→ Required action A
Using the Four Seasons passage, answer these:
(i) How many movements does each of the four concertos have?
(ii) What is the subject of the opening movement in the Autumn concerto?
(iii) In what year did Nigel Kennedy celebrate his breakthrough with this work?
→ Required action B
Reproduce a part of the Four Seasons passage word for word, starting at "300 years old" and ending at "an enduring favorite.".

→ Reading passage
***

300 years old and yet more vibrant than ever, Vivaldi’s Le quattro stagioni remains alive and well. These four violin concertos, each in three movements and about 10 minutes long, have become an enduring favorite.
Kindly enough, Vivaldi wrote a sonnet for each of the four concertos explaining the musical “program.” In the opening movements, we are told, we mostly “hear” the wind and (in the Spring and Summer concertos) the birds as well – though in Autumn the subject is a drinking binge. In the slow middle movements, there is a great deal of sleeping: in Spring and Summer outdoors, in Autumn in a drunken stupor, and in Winter inside a warm home. The final movements are less predictable: a spring dance, a summer thunderstorm (the cycle’s greatest “hit”), an autumn hunt, and a winter day outdoors (complete with an ice storm). Through this “program,” the music contains more contrasts and drama than we are accustomed to from the Baroque era – and that is part of the reason for the success of The Four Seasons. As early as the 18th century, melodies from this work were used in potpourris, arranged for flute or hurdy-gurdy, and adapted for arias, cantatas, and motets.
Then came a pause. For almost 200 years, hardly anyone showed much interest in Vivaldi. It was only in the 20th century – with the advent of the record player! – that The Four Seasons became a classical blockbuster. Recordings multiplied – whether in lush symphonic sound or (from 1977 onward) in historically informed performances. Young soloists celebrated their breakthroughs with this work – Anne-Sophie Mutter in 1984 and Nigel Kennedy in 1989, for example. The constant demand for ever “fresher” interpretive approaches eventually turned The Four Seasons into the crossover object par excellence. It was jazzed up, rocked out, and blues-infused, and transcribed hundreds of times: for choirs, wind ensembles, guitars, harps, and pianos. The solo violin occasionally had to yield to the recorder, the pan flute, the accordion, or the marimba. Versions and partial versions emerged for Japanese, Chinese, and Korean instruments, for synthesizers, computers, surf or metal guitars, and for pop and New Age vocals. There seems to be nothing that hasn’t been done – and yet, they keep coming.

***

→ Data listing
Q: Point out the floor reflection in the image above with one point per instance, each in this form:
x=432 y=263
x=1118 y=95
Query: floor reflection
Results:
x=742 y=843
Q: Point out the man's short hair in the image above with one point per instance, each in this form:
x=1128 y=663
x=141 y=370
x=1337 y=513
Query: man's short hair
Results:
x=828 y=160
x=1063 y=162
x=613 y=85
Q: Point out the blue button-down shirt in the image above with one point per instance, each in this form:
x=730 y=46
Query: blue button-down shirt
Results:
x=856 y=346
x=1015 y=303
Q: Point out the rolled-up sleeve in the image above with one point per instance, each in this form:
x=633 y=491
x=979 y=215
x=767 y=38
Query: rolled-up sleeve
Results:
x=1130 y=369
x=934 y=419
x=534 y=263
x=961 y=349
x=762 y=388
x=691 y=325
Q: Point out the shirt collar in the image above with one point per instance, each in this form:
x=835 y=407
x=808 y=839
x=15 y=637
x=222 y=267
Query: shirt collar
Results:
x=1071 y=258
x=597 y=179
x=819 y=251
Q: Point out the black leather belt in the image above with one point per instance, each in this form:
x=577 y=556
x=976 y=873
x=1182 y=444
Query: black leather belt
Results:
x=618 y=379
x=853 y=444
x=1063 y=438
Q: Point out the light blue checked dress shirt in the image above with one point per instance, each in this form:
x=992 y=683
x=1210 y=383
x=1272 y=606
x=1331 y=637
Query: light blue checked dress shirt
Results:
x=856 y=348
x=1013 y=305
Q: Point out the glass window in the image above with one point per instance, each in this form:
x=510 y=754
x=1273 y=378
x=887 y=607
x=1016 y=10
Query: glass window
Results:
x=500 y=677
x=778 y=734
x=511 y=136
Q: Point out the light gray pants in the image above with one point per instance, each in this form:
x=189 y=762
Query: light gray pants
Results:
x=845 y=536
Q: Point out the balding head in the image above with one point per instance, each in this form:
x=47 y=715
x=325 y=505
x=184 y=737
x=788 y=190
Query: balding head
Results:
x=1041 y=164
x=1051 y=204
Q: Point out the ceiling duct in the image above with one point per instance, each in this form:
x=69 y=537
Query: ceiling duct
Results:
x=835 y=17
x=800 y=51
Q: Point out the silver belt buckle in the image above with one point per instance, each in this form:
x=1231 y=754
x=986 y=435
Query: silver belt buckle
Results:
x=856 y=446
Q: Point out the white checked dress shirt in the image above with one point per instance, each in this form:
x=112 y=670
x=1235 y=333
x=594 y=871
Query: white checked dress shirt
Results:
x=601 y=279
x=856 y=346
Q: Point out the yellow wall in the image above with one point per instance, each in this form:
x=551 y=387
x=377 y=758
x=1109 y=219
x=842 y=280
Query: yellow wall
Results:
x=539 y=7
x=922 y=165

***

→ Exercise solution A
(i) Three.
(ii) A drinking binge.
(iii) 1989.

→ Exercise solution B
300 years old and yet more vibrant than ever, Vivaldi’s Le quattro stagioni remains alive and well. These four violin concertos, each in three movements and about 10 minutes long, have become an enduring favorite.